··· Excerpted records ···

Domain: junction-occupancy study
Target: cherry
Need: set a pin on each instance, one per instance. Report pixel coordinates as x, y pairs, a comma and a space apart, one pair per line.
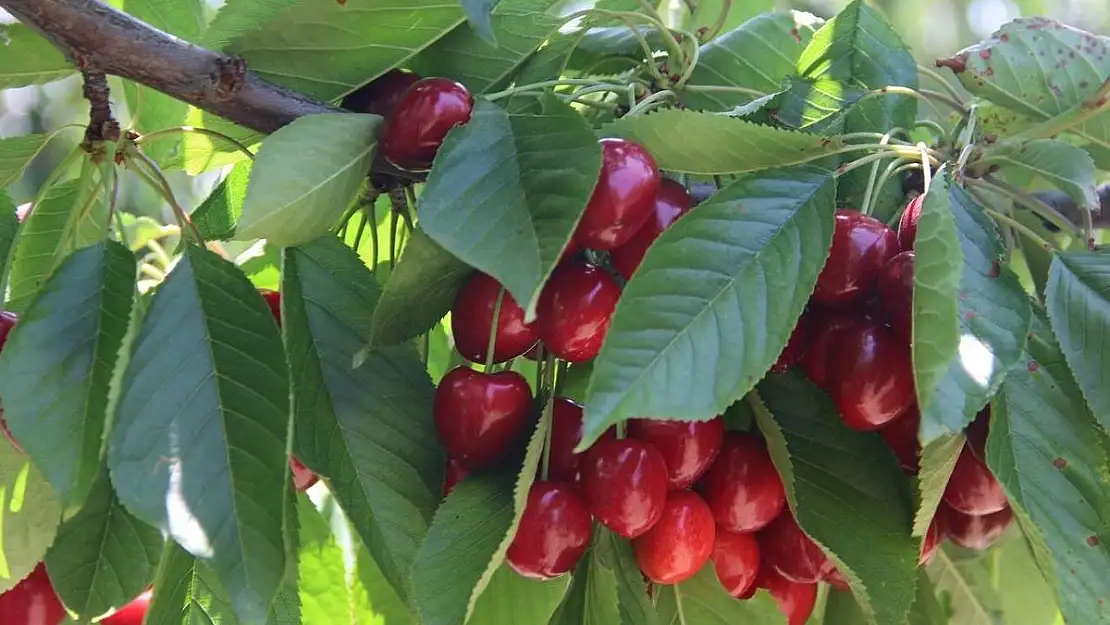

···
··· Excerpted records ···

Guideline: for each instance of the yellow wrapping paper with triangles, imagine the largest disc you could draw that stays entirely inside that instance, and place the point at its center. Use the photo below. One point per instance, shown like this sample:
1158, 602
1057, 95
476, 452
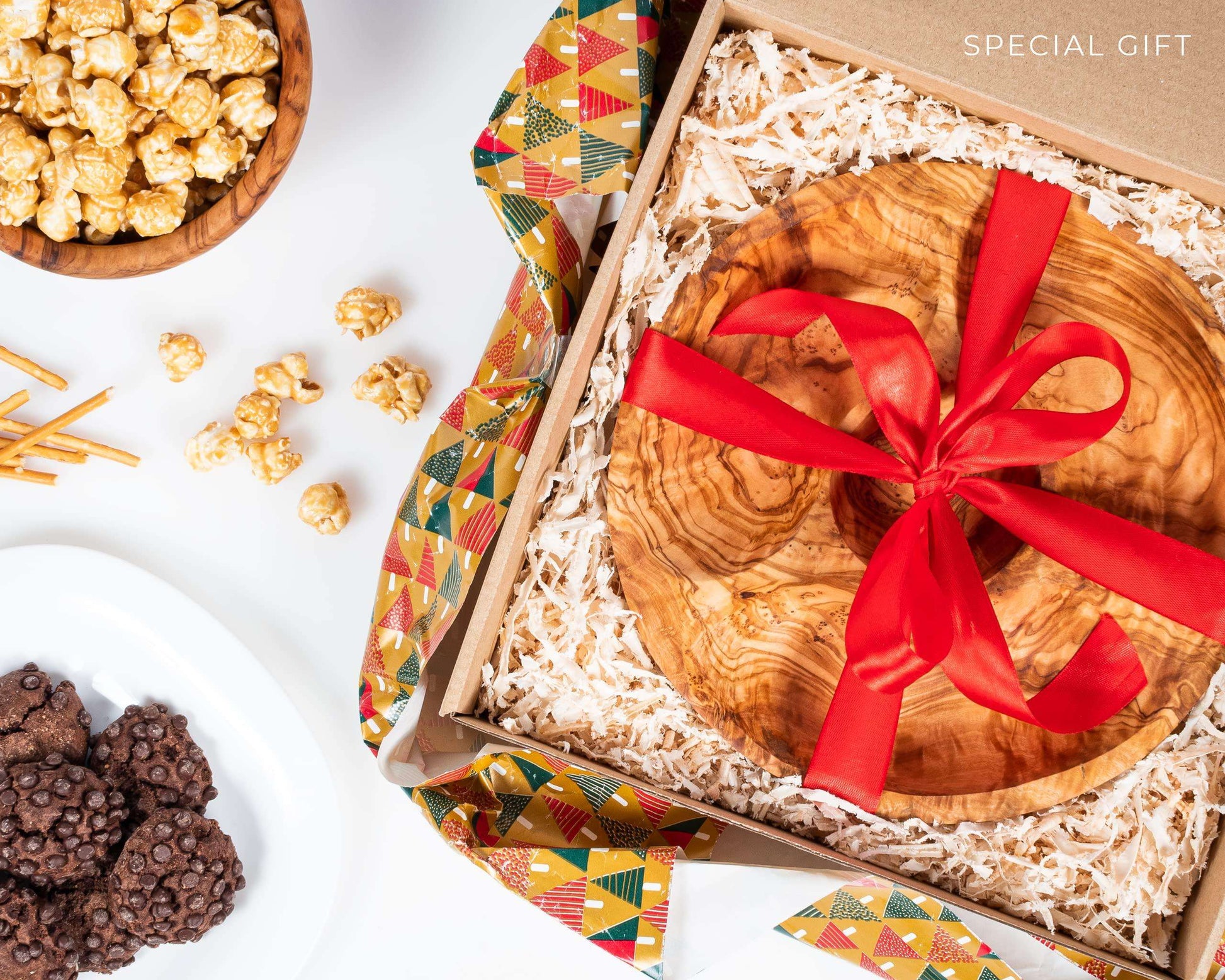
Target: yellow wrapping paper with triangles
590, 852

···
··· Excerpted records ···

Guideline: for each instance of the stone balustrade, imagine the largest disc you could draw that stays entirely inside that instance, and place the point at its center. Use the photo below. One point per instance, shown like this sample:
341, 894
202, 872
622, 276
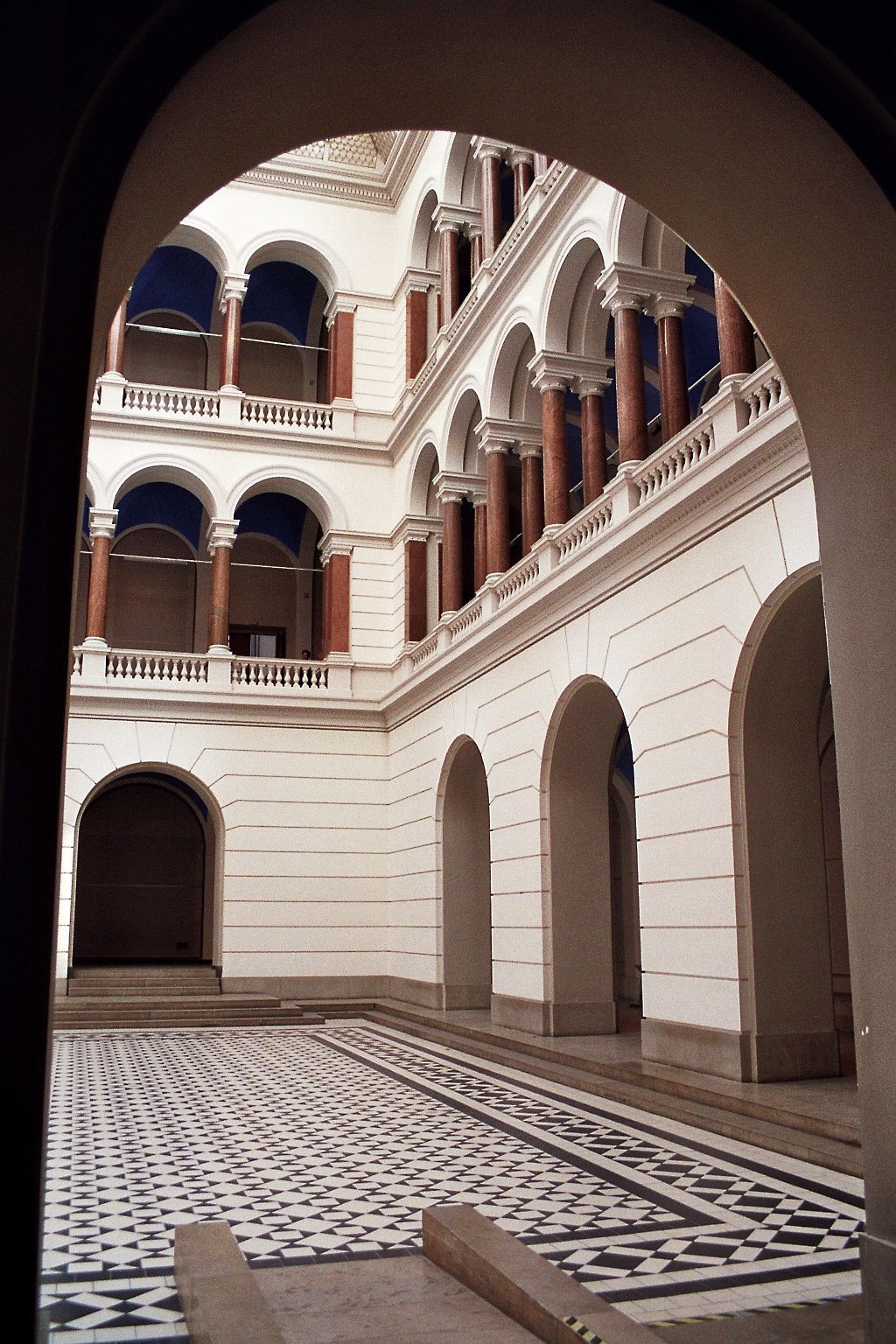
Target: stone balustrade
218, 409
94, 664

···

▶ Brief: Copy out the lines of the material from the one containing "Domain: junction-occupancy study" through the one containing "Need: set a", both included, character for character.

▶ Complete answer:
Domain: junction-occupancy study
Target: cherry
Need: set a pin on each instance, one per instance. Report pixel coordinates as x, y pairs, a comma and a space apart, one pair per line.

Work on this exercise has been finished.